## Passage provided
* * * * *
# We will miss you Klydie Boy



## Yvette (Jan 29, 2001)

199? - 2008









This is my Boy Friends Buddy. He was a good boy.
My Boy Friend's dog, but my companion when I moved here 
( before DaKota came). He was a good protector of my daughter's
& loved to be around us. We will miss you Big Boy.


----------



## romeosmom (Mar 27, 2008)

Sorry about your loss- RIP Klydie Boy.


----------



## butch33611 (May 4, 2007)

Rest in piece big boy...


----------



## sd3567 (May 16, 2005)

I am sorry for your loss.


----------



## arycrest (Feb 28, 2006)

So sorry for your loss. My condolences to you, your daughters, your boy friend and others who loved him.








Rest in Peace Klydie Boy!!!


----------



## littledmc17 (Apr 9, 2008)

I am so sorry for your loss!


----------



## GSDTrain (Apr 21, 2008)

Sorry about your loss


----------



## Yvette (Jan 29, 2001)
* * * * *
## Supplied data
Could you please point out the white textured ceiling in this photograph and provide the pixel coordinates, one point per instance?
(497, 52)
* * * * *
## Set tasks
a – Say whether each statement agrees with the Klydie Boy memorial thread above, answering yes or no and quoting the deciding words: (i) Klydie was the first poster's own dog; (ii) Klydie guarded the first poster's daughters; (iii) DaKota was already there when the first poster moved in.
b – In one to three sentences, explain why the first post in the Klydie Boy memorial thread calls Klydie the poster's companion even though he belonged to her boyfriend.
c – Carry on the Klydie Boy memorial thread from the point where it stops.

## Solved problems
a –
(i) No: "My Boy Friend's dog, but my companion when I moved here"
(ii) Yes: "He was a good protector of my daughter's"
(iii) No: "my companion when I moved here ( before DaKota came)"

b – Klydie was her companion when she moved there, and that was before DaKota came. Klydie was her boyfriend's dog, but he kept her company during that time.

c –
Thank you all. My Boy Friend is taking it as to be expected. He nieghbor is deeply crushed also. He babysat Klyde on weekends while my Boy Friend is on fishing tornaments. We did talk a bit about maybe another dog in a few weeks. He wants to adopt my Mom's Shiba Inu. He knew that Rusty was my Mom's pride n joy.
If he can not adopt Rusty, he will definitly be looking for a GSD to adopt.


----------



## DancingCavy (Feb 19, 2001)

I'm sorry to hear of Klyde's passing. He was a handsome dog and I can only imagine how sad your boy friend must be. RIP, sweet Klyde.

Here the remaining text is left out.